**QUÉ SE PIDE:** Cuenta cuántas líneas de los registros contienen la palabra "gray" y responde solo con el número.

(Filas del conjunto de datos)

· · · ·

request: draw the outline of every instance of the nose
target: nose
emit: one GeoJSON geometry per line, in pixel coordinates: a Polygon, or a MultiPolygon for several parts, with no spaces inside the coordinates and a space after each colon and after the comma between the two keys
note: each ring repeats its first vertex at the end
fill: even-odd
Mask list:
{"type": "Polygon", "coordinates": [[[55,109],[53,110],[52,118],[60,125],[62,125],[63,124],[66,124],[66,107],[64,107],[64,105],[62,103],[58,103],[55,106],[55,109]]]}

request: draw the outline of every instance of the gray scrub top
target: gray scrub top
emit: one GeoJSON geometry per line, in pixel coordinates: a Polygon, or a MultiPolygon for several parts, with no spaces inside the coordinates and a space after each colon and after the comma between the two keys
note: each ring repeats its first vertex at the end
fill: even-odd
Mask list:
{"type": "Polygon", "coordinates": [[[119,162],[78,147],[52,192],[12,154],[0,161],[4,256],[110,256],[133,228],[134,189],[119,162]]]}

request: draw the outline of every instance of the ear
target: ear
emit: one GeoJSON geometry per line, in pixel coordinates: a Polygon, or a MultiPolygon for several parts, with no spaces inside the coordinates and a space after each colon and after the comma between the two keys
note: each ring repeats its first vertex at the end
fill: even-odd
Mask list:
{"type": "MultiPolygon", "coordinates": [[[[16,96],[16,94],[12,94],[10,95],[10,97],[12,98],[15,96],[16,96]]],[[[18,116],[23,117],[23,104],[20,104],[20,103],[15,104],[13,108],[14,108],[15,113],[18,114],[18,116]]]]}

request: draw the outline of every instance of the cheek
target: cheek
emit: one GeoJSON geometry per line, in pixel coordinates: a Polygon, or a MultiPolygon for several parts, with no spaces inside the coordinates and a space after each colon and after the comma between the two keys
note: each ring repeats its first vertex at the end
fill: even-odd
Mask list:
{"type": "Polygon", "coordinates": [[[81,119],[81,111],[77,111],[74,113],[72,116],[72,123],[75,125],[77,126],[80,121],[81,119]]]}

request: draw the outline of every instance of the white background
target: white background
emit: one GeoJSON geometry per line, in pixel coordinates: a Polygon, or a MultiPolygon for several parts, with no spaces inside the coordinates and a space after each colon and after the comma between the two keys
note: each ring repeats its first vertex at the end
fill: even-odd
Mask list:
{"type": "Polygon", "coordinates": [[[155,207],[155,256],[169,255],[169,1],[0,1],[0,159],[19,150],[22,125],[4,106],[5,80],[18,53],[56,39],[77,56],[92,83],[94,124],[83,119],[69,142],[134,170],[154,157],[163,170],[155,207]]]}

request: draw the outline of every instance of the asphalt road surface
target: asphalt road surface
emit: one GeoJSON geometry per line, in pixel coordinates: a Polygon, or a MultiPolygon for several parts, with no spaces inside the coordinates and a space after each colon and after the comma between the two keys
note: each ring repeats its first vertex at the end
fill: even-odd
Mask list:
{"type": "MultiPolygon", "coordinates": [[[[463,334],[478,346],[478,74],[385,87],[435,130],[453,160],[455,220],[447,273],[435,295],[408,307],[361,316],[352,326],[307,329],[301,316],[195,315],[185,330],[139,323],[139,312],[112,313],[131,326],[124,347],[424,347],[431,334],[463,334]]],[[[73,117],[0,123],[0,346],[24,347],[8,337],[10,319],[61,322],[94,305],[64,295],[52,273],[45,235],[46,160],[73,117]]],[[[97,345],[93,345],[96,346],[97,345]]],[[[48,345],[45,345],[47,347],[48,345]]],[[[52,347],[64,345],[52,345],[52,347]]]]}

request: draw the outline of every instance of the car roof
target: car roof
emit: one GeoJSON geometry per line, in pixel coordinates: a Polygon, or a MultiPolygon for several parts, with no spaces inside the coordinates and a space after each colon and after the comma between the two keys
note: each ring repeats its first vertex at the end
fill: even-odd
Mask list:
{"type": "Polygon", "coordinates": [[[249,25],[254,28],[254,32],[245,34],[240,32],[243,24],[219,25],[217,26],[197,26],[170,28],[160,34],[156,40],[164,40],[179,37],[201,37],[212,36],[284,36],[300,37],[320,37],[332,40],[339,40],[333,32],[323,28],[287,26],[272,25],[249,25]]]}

· · · ·

**RESULTADO:** 2